▶ [ARTÍCULO]:
* * * * *
Como siempre, la aceituna llega tarde, pero no por eso voy a dejar de felicitarte:

*¡FELIZ CUMPLEAÑOS MÁS UNOS DÍAS!*
*Y*
*¡FELIZ MIL CIENTO Y PICO POSTIVERSARIO!*​ 
Un besote,
Inés


----------



## chics

¡Felicidades con retraso! Mil y un octavo del siguiente, ya... vaya carrera.


----------



## Fernando

Muchas gracias por tus 1.125 mensajes y felicidades por tus 18 cumpleaños.


----------



## HUMBERT0

Tú que sí no corres, vuelas. ¡Felicidades!
Tus comentarios son siempre muy amenos y atinados.


----------



## María Madrid

Toño.... tarde, lo sé (pero he tenido un motivo lo suficientemente importante como para que me puedas excusar) Muchísimas felicidades por partida doble! Felicidades y gracias por toda tu ayuda. Saludos,


----------



## Víctor Pérez

Enhorabuena, *Toño*. Me alegro de coincidir contigo.


----------



## loladamore

¡Muchas felicidades por tus primeros mil, Toño!
* * * * *
▶ [EJERCICIOS]:
**A.** En el hilo de felicitaciones, ¿por cuántos mensajes le da las gracias Fernando?
**B.** Escribe cómo sigue el hilo de felicitaciones después de su último mensaje.
Los ítems que vienen a continuación son material aparte, sin relación con el hilo de felicitaciones.

▶ [LISTADO DE DATOS]:
* * * * *
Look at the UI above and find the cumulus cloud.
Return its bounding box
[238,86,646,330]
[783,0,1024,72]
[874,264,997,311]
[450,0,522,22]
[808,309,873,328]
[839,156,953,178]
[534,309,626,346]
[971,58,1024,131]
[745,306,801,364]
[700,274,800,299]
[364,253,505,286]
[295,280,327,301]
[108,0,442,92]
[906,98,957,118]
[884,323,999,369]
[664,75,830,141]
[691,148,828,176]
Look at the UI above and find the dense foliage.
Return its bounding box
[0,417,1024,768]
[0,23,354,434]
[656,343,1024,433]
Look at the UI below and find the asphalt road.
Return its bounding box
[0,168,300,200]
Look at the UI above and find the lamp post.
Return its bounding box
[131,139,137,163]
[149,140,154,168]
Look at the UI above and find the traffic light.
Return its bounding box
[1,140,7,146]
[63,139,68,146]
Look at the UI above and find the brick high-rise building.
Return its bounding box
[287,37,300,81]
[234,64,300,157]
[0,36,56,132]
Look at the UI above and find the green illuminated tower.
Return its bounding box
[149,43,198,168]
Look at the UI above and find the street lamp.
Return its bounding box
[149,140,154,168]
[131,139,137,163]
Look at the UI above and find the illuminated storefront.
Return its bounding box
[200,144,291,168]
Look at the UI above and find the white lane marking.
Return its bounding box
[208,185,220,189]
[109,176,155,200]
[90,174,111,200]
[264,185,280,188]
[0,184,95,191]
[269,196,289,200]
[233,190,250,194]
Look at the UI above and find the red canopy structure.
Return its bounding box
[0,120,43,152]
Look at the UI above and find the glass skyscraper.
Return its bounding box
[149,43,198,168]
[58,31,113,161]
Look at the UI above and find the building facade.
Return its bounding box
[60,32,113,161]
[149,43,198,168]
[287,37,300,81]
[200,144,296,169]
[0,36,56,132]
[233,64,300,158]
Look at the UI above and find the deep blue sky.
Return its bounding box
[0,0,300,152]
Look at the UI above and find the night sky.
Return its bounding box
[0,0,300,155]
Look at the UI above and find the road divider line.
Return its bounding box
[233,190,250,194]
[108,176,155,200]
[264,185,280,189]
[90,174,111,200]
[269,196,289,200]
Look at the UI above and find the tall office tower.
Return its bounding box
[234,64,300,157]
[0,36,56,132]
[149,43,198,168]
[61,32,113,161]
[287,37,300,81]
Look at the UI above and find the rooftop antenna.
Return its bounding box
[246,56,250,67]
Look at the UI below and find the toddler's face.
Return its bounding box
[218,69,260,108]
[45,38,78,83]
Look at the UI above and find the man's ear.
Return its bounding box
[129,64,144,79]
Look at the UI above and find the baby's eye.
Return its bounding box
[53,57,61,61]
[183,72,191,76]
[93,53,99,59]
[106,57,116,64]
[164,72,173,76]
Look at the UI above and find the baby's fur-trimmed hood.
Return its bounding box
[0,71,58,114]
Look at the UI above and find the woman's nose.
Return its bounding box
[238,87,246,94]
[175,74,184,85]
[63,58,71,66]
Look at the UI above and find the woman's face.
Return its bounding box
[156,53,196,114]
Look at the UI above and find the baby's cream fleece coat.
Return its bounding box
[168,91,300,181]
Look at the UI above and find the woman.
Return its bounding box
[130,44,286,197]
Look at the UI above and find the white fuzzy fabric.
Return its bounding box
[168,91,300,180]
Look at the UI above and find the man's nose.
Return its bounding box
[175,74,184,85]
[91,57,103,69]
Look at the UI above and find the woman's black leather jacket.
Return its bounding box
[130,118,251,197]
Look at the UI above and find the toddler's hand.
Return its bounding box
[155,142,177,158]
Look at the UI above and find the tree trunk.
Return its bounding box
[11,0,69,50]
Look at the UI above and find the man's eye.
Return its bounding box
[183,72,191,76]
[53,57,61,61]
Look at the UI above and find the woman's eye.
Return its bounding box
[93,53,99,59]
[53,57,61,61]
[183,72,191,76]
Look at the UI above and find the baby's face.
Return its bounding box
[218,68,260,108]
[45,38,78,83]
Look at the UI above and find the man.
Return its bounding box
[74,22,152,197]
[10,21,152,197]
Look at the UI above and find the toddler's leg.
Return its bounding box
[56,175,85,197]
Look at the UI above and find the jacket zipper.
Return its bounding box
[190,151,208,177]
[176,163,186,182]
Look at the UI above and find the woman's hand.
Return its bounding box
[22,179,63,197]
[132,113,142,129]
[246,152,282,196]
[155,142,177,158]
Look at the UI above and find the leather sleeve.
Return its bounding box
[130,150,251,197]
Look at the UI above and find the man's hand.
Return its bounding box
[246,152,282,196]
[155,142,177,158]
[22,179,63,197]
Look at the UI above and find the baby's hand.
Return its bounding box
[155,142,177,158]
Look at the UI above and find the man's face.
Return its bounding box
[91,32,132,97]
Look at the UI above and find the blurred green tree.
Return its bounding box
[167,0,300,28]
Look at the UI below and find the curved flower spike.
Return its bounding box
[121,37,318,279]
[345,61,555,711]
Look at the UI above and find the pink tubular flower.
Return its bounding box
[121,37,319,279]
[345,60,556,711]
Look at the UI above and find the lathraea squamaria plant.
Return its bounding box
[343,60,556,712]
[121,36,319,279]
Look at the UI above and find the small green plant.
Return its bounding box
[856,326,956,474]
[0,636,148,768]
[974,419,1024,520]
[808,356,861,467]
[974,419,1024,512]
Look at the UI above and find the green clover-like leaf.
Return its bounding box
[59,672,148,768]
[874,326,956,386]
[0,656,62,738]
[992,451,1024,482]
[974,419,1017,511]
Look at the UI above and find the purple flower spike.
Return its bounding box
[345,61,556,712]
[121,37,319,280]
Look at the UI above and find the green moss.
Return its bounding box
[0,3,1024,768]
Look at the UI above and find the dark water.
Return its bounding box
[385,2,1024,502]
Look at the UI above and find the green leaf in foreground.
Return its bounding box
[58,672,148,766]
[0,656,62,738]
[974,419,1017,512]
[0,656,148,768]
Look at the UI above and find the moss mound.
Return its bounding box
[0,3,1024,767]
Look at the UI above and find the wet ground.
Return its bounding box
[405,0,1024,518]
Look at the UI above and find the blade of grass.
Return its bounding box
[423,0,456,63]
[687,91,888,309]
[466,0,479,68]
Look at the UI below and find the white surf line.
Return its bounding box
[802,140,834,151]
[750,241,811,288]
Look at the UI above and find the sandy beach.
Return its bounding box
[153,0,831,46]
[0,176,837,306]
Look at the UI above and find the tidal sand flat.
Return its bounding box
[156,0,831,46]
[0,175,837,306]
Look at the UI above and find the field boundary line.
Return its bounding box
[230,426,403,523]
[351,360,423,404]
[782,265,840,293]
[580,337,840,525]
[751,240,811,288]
* * * * *
▶ [SOLUCIONES]:
**A.** Por 1.125 mensajes.

**B.**
(Dices que quieres olvidarte del cumpleaños...)

¡Saludos semidesérticos desde la Bufa para la Laguna!

Un abrazo,
Lola​


----------



## Fernita

*Toño, recién te conozco y quiero felicitarte por tu cumpleaños y por tus más de 1000 aportes. Anoche estábamos con el tema de Tae-kwondo, ¿recuerdas?*

*¡Espero que nos veamos más seguido en el foro!*

*Te mando un cariñoso abrazo,*
*Fernita *​


----------



## Antpax

Felicidades campeón, aunque tarde. Me temo que las cosas bonitas ya te las han dicho así que seré escueto. 

Saludos.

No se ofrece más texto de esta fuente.